[Entries taken from a collection]

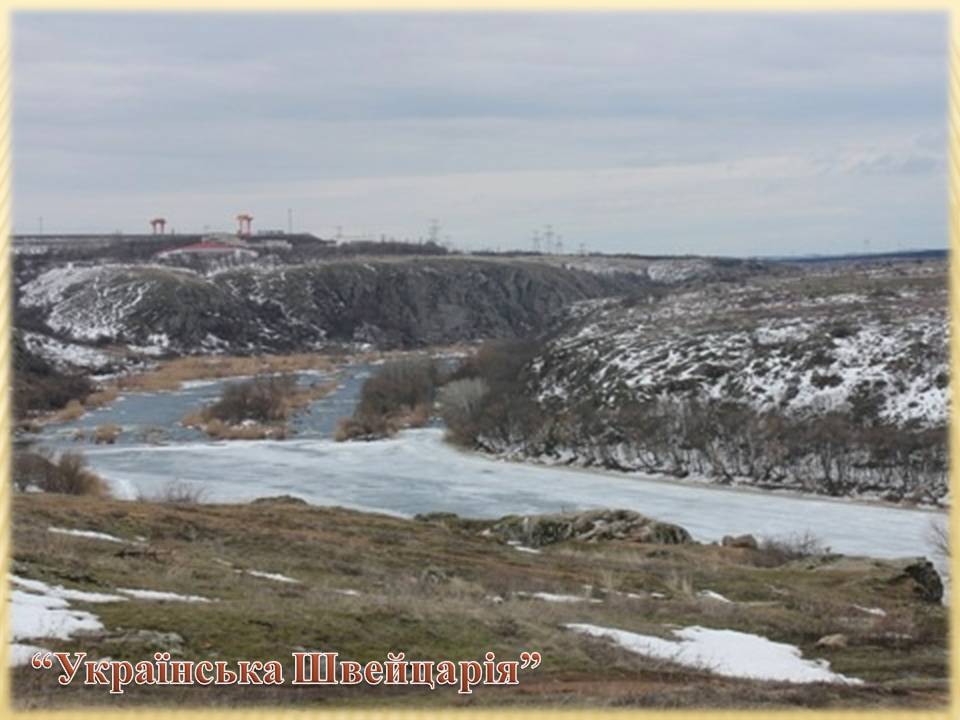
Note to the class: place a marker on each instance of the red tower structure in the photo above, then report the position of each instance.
(244, 220)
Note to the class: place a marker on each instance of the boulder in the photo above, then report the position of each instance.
(743, 541)
(589, 526)
(924, 577)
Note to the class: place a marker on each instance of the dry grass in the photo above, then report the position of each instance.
(175, 492)
(256, 409)
(67, 474)
(169, 374)
(450, 611)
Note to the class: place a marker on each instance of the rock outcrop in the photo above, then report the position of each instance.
(589, 526)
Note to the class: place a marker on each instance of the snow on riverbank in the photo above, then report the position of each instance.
(90, 534)
(417, 472)
(39, 610)
(724, 652)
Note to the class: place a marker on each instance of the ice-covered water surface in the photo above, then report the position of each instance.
(417, 472)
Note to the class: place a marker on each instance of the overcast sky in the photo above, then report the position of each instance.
(651, 133)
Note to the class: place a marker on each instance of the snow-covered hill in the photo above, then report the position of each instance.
(287, 308)
(804, 345)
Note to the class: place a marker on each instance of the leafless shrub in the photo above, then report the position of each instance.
(939, 537)
(781, 550)
(400, 395)
(67, 474)
(176, 492)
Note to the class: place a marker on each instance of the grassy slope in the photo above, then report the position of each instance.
(198, 550)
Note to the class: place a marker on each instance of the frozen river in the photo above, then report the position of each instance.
(417, 472)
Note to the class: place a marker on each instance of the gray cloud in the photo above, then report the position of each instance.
(723, 133)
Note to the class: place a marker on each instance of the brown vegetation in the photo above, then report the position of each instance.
(67, 474)
(837, 453)
(473, 595)
(399, 395)
(169, 374)
(256, 409)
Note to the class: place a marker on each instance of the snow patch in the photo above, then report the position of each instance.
(161, 596)
(93, 535)
(724, 652)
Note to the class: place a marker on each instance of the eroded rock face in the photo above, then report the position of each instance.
(588, 526)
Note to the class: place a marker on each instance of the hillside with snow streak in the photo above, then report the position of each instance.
(833, 381)
(805, 346)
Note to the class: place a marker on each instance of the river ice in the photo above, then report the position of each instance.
(417, 472)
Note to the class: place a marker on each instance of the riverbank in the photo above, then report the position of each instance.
(273, 577)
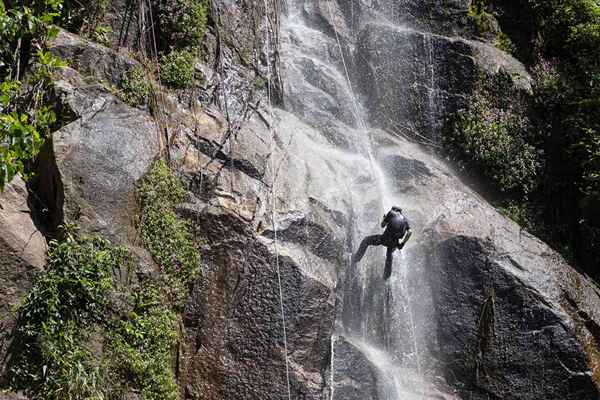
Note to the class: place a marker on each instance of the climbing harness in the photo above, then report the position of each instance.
(273, 200)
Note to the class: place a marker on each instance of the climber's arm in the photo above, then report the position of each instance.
(386, 219)
(405, 238)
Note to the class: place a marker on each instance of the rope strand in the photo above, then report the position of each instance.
(273, 200)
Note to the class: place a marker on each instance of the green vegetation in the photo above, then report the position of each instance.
(181, 23)
(177, 69)
(84, 17)
(26, 119)
(492, 133)
(166, 236)
(102, 34)
(67, 311)
(136, 87)
(551, 136)
(50, 357)
(141, 346)
(483, 21)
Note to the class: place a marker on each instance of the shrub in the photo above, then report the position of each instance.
(177, 69)
(166, 236)
(136, 88)
(492, 134)
(182, 23)
(25, 116)
(141, 346)
(49, 356)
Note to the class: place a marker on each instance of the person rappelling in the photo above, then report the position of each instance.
(396, 234)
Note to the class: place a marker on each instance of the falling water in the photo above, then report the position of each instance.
(375, 318)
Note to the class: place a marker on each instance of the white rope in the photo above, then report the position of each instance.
(361, 123)
(273, 199)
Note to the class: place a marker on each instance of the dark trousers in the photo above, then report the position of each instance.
(378, 240)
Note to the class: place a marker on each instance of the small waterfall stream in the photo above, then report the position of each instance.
(376, 320)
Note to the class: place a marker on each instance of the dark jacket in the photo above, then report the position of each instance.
(396, 225)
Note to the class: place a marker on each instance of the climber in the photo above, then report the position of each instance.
(396, 234)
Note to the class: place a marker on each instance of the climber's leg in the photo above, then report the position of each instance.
(373, 240)
(389, 259)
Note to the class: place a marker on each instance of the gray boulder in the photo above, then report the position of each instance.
(22, 256)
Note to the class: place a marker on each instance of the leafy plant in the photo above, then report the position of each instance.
(25, 118)
(182, 23)
(136, 87)
(492, 134)
(177, 69)
(102, 34)
(141, 346)
(166, 236)
(49, 356)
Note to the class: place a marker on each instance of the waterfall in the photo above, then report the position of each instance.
(377, 321)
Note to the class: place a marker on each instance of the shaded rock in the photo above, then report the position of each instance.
(234, 323)
(95, 160)
(91, 59)
(436, 75)
(531, 350)
(22, 256)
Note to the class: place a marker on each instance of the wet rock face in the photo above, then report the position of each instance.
(411, 78)
(527, 349)
(234, 323)
(87, 172)
(22, 256)
(354, 378)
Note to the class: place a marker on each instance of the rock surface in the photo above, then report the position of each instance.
(284, 195)
(22, 256)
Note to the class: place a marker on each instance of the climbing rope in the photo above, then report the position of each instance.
(273, 199)
(361, 123)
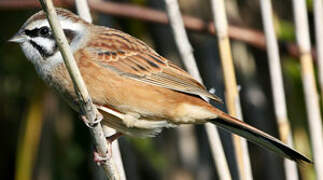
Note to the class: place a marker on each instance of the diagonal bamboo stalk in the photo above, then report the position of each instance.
(84, 12)
(310, 89)
(318, 16)
(277, 85)
(186, 52)
(250, 36)
(88, 109)
(232, 96)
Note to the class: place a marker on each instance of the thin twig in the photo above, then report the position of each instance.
(310, 89)
(88, 109)
(277, 85)
(318, 16)
(250, 36)
(84, 12)
(232, 95)
(186, 52)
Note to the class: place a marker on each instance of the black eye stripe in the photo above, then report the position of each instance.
(70, 34)
(32, 33)
(43, 52)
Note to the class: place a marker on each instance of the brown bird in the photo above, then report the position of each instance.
(138, 91)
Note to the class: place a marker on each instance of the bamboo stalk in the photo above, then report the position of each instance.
(318, 16)
(232, 96)
(88, 109)
(29, 141)
(186, 52)
(84, 12)
(310, 89)
(277, 85)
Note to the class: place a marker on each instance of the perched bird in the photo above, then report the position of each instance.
(138, 91)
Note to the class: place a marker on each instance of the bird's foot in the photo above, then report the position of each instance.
(113, 137)
(131, 119)
(98, 159)
(89, 124)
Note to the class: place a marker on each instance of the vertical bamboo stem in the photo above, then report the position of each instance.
(29, 141)
(277, 85)
(84, 12)
(310, 89)
(232, 96)
(318, 16)
(186, 52)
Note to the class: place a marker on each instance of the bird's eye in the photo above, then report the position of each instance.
(44, 31)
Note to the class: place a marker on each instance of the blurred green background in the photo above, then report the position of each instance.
(42, 138)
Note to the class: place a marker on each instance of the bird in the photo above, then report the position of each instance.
(137, 91)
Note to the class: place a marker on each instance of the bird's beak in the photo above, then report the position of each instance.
(18, 38)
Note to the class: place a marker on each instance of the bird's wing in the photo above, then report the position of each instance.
(131, 58)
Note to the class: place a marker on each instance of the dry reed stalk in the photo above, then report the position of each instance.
(310, 89)
(277, 85)
(232, 96)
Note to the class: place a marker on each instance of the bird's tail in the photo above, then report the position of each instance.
(257, 136)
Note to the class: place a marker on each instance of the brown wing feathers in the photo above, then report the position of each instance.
(132, 58)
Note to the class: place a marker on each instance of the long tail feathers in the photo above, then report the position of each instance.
(257, 136)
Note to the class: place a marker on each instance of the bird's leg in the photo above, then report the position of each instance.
(130, 119)
(101, 159)
(113, 137)
(97, 120)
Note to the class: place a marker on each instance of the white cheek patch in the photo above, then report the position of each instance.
(65, 24)
(31, 53)
(47, 44)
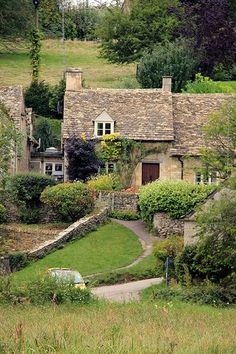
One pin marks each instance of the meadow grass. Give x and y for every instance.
(139, 328)
(15, 66)
(110, 247)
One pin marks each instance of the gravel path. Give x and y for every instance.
(124, 292)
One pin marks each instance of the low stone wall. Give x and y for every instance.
(119, 200)
(165, 226)
(76, 230)
(4, 266)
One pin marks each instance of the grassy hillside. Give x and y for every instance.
(135, 328)
(15, 66)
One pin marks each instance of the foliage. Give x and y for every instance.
(26, 190)
(42, 291)
(2, 213)
(82, 160)
(34, 52)
(44, 133)
(125, 215)
(220, 140)
(126, 35)
(16, 18)
(213, 257)
(70, 200)
(176, 198)
(209, 25)
(10, 140)
(38, 96)
(203, 84)
(170, 247)
(174, 59)
(206, 294)
(105, 182)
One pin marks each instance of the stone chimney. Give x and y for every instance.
(73, 79)
(167, 83)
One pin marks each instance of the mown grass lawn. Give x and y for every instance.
(110, 247)
(15, 66)
(137, 328)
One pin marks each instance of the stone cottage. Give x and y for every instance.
(159, 118)
(13, 99)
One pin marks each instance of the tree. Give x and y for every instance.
(126, 35)
(82, 160)
(174, 59)
(210, 27)
(10, 140)
(220, 139)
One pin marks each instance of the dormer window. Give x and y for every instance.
(104, 125)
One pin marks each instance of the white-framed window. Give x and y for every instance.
(204, 178)
(103, 125)
(54, 169)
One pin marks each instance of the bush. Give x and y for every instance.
(69, 200)
(42, 291)
(214, 256)
(174, 59)
(2, 213)
(206, 294)
(176, 198)
(169, 247)
(38, 96)
(125, 215)
(105, 183)
(204, 85)
(26, 190)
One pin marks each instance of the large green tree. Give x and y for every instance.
(125, 35)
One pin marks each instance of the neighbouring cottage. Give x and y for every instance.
(13, 99)
(159, 118)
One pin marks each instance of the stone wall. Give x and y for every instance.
(77, 230)
(119, 200)
(165, 226)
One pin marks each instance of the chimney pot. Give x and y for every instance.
(167, 83)
(74, 79)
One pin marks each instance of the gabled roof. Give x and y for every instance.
(138, 114)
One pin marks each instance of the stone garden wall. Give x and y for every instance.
(119, 200)
(165, 226)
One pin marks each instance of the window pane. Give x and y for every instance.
(107, 128)
(99, 129)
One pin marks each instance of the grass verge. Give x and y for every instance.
(110, 247)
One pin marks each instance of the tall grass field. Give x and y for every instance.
(137, 328)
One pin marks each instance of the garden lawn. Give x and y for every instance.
(134, 328)
(110, 247)
(15, 66)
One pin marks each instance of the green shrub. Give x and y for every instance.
(2, 213)
(125, 215)
(26, 189)
(169, 247)
(69, 200)
(176, 198)
(203, 84)
(105, 183)
(206, 294)
(42, 291)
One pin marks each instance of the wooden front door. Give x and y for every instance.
(150, 172)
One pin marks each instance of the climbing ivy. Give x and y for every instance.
(34, 53)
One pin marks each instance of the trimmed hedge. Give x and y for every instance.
(71, 201)
(176, 198)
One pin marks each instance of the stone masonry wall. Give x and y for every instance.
(119, 200)
(165, 226)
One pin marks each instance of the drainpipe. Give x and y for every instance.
(180, 158)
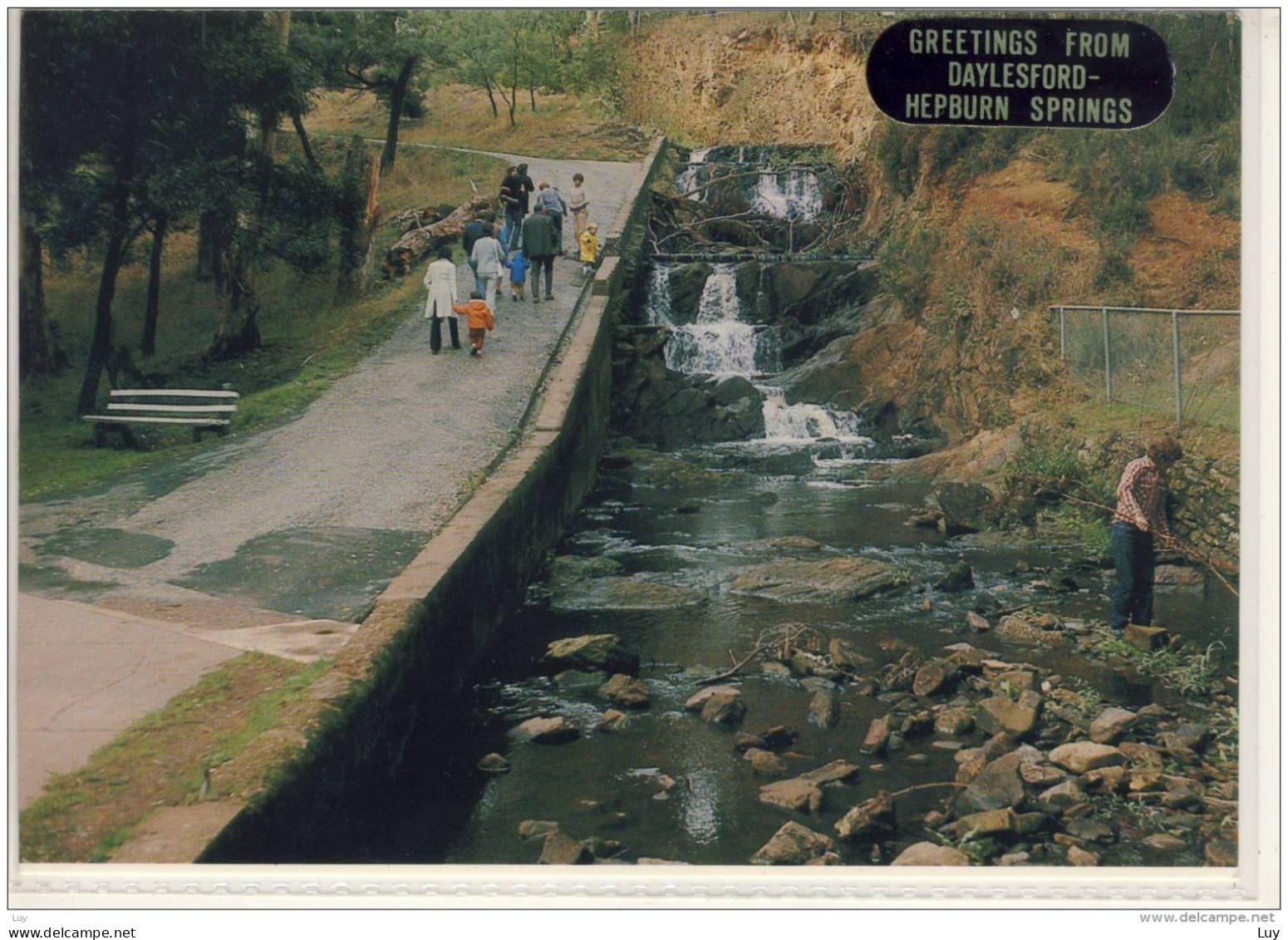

▶ _TASK TO COMPLETE_
Once the line containing "One pin marks each instance of the trimmed" is found, transcribe it and every line after it to the end of the records, exactly and with no pictures.

▶ _EXERCISE RESPONSE_
One pin marks each instance of the trimmed hedge. Give x and y for every instance.
(71, 201)
(176, 198)
One pin marks each instance of the stone masonry wall. Give x and y for every instance.
(119, 200)
(165, 226)
One pin marks each instance of the drainpipe. Give x and y for every instance.
(180, 158)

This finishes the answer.